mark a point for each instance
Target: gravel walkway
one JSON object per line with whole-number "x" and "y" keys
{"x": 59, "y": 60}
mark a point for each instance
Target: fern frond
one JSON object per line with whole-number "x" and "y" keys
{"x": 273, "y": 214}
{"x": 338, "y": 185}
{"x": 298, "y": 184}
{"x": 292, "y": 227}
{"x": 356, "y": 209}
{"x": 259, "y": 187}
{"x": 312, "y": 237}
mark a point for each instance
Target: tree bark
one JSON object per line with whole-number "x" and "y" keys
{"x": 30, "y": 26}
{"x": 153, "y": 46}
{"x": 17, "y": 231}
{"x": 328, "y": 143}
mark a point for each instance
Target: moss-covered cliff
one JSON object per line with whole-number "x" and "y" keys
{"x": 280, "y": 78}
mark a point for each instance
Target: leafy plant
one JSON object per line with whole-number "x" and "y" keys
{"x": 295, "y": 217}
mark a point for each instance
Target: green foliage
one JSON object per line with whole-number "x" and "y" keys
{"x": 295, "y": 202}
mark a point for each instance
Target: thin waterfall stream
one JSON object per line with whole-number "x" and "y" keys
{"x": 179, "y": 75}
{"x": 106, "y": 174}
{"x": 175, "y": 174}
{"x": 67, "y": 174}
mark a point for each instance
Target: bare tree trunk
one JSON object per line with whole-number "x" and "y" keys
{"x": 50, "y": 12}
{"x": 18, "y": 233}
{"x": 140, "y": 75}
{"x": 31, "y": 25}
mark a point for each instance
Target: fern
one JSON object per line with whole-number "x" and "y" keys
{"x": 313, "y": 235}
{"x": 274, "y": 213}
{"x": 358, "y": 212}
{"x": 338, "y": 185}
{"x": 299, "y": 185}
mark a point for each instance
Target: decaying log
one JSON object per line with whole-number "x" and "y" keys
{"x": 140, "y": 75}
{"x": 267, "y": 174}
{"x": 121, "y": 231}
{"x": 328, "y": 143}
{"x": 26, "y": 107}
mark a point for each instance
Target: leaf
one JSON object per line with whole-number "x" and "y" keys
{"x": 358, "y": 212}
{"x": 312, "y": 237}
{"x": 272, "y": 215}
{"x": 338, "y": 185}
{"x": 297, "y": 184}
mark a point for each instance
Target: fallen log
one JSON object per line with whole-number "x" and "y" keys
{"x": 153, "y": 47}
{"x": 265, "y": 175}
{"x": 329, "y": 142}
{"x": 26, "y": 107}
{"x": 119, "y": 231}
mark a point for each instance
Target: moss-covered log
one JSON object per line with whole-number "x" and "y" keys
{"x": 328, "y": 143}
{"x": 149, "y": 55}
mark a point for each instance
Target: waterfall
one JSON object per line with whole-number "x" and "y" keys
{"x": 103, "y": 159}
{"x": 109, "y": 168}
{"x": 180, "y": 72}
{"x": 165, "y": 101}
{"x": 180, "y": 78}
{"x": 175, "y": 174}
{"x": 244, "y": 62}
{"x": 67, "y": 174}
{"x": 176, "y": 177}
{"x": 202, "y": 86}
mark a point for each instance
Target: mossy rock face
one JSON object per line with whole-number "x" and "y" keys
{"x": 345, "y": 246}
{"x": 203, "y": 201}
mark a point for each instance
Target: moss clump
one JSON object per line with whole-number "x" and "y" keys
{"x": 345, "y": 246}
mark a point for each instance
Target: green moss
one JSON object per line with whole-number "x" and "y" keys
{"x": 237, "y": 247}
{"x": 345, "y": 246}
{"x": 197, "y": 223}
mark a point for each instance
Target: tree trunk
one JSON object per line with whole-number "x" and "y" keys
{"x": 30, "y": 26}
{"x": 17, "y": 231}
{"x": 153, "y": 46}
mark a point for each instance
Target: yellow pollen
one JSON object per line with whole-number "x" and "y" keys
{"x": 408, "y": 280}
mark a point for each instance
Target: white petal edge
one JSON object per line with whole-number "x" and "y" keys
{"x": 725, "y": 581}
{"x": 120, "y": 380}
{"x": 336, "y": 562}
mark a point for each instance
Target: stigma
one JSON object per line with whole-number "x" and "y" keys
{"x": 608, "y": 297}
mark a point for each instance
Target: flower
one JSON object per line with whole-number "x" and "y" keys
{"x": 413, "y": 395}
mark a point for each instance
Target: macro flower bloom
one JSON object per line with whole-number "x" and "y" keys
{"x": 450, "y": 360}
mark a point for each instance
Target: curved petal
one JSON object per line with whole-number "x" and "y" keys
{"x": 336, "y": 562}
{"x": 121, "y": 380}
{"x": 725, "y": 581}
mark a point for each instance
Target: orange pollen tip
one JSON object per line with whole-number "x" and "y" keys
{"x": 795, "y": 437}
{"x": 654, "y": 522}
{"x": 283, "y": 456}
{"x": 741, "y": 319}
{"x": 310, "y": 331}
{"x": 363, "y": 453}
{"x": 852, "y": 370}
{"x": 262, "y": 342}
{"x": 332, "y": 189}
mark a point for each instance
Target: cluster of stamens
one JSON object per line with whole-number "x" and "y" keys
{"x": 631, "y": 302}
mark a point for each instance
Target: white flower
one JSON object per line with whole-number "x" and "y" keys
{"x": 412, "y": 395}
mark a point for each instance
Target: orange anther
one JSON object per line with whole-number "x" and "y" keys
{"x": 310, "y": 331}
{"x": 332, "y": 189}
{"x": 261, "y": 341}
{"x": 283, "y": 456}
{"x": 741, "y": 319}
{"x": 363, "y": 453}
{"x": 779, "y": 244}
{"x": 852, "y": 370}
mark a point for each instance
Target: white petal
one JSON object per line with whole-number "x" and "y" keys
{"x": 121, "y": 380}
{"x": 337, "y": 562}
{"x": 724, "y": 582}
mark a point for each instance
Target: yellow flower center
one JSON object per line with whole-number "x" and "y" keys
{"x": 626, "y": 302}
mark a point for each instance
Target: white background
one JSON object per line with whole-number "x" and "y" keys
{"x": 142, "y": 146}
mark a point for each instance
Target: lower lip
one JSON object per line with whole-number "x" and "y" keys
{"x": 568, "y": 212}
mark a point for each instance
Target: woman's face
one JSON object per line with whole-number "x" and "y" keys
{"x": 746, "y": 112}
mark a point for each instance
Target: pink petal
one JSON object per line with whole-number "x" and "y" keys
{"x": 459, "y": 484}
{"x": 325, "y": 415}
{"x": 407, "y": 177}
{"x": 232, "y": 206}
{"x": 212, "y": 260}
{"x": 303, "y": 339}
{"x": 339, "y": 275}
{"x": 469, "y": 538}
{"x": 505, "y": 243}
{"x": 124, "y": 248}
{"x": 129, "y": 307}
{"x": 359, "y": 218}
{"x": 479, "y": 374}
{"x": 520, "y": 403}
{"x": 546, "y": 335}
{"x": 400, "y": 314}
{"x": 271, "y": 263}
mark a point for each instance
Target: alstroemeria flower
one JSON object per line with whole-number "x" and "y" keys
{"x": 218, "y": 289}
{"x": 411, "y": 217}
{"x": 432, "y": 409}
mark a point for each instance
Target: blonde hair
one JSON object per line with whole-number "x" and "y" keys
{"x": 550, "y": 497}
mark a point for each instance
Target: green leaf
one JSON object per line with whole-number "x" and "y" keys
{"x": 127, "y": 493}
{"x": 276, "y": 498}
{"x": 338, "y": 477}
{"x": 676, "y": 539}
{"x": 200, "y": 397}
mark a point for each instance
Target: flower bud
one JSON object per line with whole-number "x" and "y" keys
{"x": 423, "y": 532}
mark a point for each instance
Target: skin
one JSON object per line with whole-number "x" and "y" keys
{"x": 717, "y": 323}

Task description - Your task is to reproduce the whole listing exactly.

Solution below -
mark a point for each instance
Target: gravel walkway
one JSON object per line with whole-number "x" and "y" keys
{"x": 59, "y": 60}
mark a point for each instance
Target: fern frond
one JSON object per line with whole-number "x" and "y" keys
{"x": 273, "y": 214}
{"x": 338, "y": 185}
{"x": 298, "y": 184}
{"x": 292, "y": 227}
{"x": 356, "y": 209}
{"x": 259, "y": 187}
{"x": 312, "y": 237}
mark a point for each instance
Target: tree bark
one JSON object per line with whole-number "x" and "y" keys
{"x": 30, "y": 26}
{"x": 153, "y": 46}
{"x": 17, "y": 231}
{"x": 328, "y": 143}
mark a point for each instance
Target: moss-covered cliff
one JSON object per line with whole-number "x" and "y" keys
{"x": 280, "y": 78}
mark a point for each instance
Target: leafy plant
one JSON object per line with whole-number "x" and "y" keys
{"x": 295, "y": 217}
mark a point for each instance
Target: green foliage
one JSON object per line with whole-number "x" and "y" keys
{"x": 295, "y": 202}
mark a point for each instance
Target: thin waterfall stream
one JSON object per line with whole-number "x" and "y" keys
{"x": 179, "y": 75}
{"x": 106, "y": 174}
{"x": 175, "y": 174}
{"x": 67, "y": 174}
mark a point for each instance
Target: bare tree trunk
one JSON object per line with whole-number "x" and "y" keys
{"x": 50, "y": 12}
{"x": 18, "y": 233}
{"x": 140, "y": 75}
{"x": 31, "y": 25}
mark a point for each instance
Target: fern
one JSON object per line with whole-number "x" and "y" keys
{"x": 313, "y": 235}
{"x": 274, "y": 213}
{"x": 358, "y": 212}
{"x": 338, "y": 185}
{"x": 299, "y": 185}
mark a point for each instance
Target: decaying log
one JSON object per line with whole-number "x" and "y" keys
{"x": 140, "y": 75}
{"x": 267, "y": 174}
{"x": 121, "y": 231}
{"x": 328, "y": 143}
{"x": 26, "y": 107}
mark a point for each instance
Target: leaf
one JSON object per line with whole-number "x" and "y" keys
{"x": 358, "y": 212}
{"x": 312, "y": 237}
{"x": 272, "y": 215}
{"x": 338, "y": 185}
{"x": 297, "y": 184}
mark a point for each instance
Target: fallen log
one JSON object per line with whole-number "x" and "y" keys
{"x": 153, "y": 47}
{"x": 265, "y": 175}
{"x": 329, "y": 142}
{"x": 26, "y": 107}
{"x": 119, "y": 231}
mark a point for each instance
Target: moss-covered log
one JSON object per line with whole-number "x" and "y" keys
{"x": 328, "y": 143}
{"x": 149, "y": 55}
mark a point for each instance
Target: waterfall
one JSON object per line with whole-number "x" and "y" keys
{"x": 103, "y": 159}
{"x": 109, "y": 168}
{"x": 180, "y": 72}
{"x": 165, "y": 101}
{"x": 180, "y": 78}
{"x": 175, "y": 174}
{"x": 244, "y": 62}
{"x": 67, "y": 174}
{"x": 176, "y": 177}
{"x": 202, "y": 86}
mark a point for each instance
Target: mossy rock face
one JSON object per line with whole-number "x" and "y" keys
{"x": 345, "y": 246}
{"x": 203, "y": 201}
mark a point for each instance
Target: moss clump
one JSON object per line with whole-number "x" and "y" keys
{"x": 345, "y": 246}
mark a point for each instance
Target: green moss
one JSON object per line with whole-number "x" and "y" keys
{"x": 237, "y": 247}
{"x": 345, "y": 246}
{"x": 197, "y": 223}
mark a point for each instance
Target: tree trunk
one JSON object per line with whole-number "x" and "y" keys
{"x": 30, "y": 26}
{"x": 17, "y": 231}
{"x": 153, "y": 46}
mark a point for each instance
Target: yellow pollen
one JSON object per line with whole-number "x" and "y" keys
{"x": 408, "y": 280}
mark a point for each instance
Target: white petal edge
one JSON object per line with whole-number "x" and "y" keys
{"x": 725, "y": 581}
{"x": 120, "y": 380}
{"x": 336, "y": 562}
mark a point for each instance
Target: stigma
one JSON object per line with whole-number "x" and "y" keys
{"x": 608, "y": 297}
mark a point for each instance
Target: flower
one JSON object per line with whole-number "x" and "y" keys
{"x": 413, "y": 395}
mark a point for each instance
Target: macro flower bloom
one JSON object per line with whole-number "x" and "y" keys
{"x": 450, "y": 360}
mark a point for each instance
Target: curved petal
one JSON object per line with whole-number "x" and "y" keys
{"x": 336, "y": 562}
{"x": 121, "y": 380}
{"x": 725, "y": 581}
mark a point for each instance
Target: orange pollen tip
one JSON object per line with whole-number "x" and "y" keys
{"x": 795, "y": 437}
{"x": 654, "y": 522}
{"x": 283, "y": 456}
{"x": 741, "y": 319}
{"x": 310, "y": 331}
{"x": 363, "y": 453}
{"x": 852, "y": 370}
{"x": 262, "y": 342}
{"x": 332, "y": 189}
mark a point for each instance
Target: cluster of stamens
one JSON object per line with whole-number "x" and "y" keys
{"x": 631, "y": 302}
mark a point for each instance
Target: white flower
one JSON object per line with whole-number "x" and "y" keys
{"x": 412, "y": 395}
mark a point for each instance
Target: orange anther
one JSON object per line with whole-number "x" and "y" keys
{"x": 310, "y": 331}
{"x": 332, "y": 189}
{"x": 261, "y": 341}
{"x": 283, "y": 456}
{"x": 741, "y": 319}
{"x": 363, "y": 453}
{"x": 779, "y": 244}
{"x": 852, "y": 370}
mark a point for each instance
Target: white petal
one JSON object per line with whole-number "x" and "y" keys
{"x": 121, "y": 380}
{"x": 337, "y": 562}
{"x": 724, "y": 582}
mark a point for each instance
Target: yellow flower center
one JSON object per line with whole-number "x" and "y" keys
{"x": 626, "y": 302}
mark a point for each instance
Target: white background
one JSON object per line with whole-number "x" and "y" keys
{"x": 142, "y": 146}
mark a point for each instance
Target: lower lip
one JSON object per line with whole-number "x" and "y" keys
{"x": 568, "y": 212}
mark a point for each instance
Target: woman's face
one JSON object per line with whole-number "x" and "y" keys
{"x": 746, "y": 112}
mark a point for each instance
Target: pink petal
one JSON object per line with whole-number "x" and "y" keys
{"x": 459, "y": 484}
{"x": 325, "y": 415}
{"x": 407, "y": 177}
{"x": 232, "y": 206}
{"x": 212, "y": 260}
{"x": 303, "y": 339}
{"x": 339, "y": 275}
{"x": 469, "y": 538}
{"x": 505, "y": 243}
{"x": 124, "y": 248}
{"x": 129, "y": 307}
{"x": 359, "y": 218}
{"x": 479, "y": 374}
{"x": 520, "y": 403}
{"x": 546, "y": 335}
{"x": 400, "y": 314}
{"x": 271, "y": 263}
mark a point for each instance
Target: alstroemeria flower
one JSON object per line with whole-number "x" and "y" keys
{"x": 218, "y": 289}
{"x": 411, "y": 217}
{"x": 432, "y": 409}
mark a point for each instance
Target: blonde hair
one JSON object per line with whole-number "x" and "y" keys
{"x": 550, "y": 497}
mark a point for each instance
Target: green leaf
one JSON object per line with whole-number "x" and "y" keys
{"x": 127, "y": 493}
{"x": 276, "y": 498}
{"x": 338, "y": 477}
{"x": 676, "y": 539}
{"x": 200, "y": 397}
mark a point for each instance
Target: flower bud
one JSON object per line with whole-number "x" and "y" keys
{"x": 423, "y": 532}
mark a point for each instance
Target: skin
one JSON object per line with whole-number "x" and "y" keys
{"x": 717, "y": 323}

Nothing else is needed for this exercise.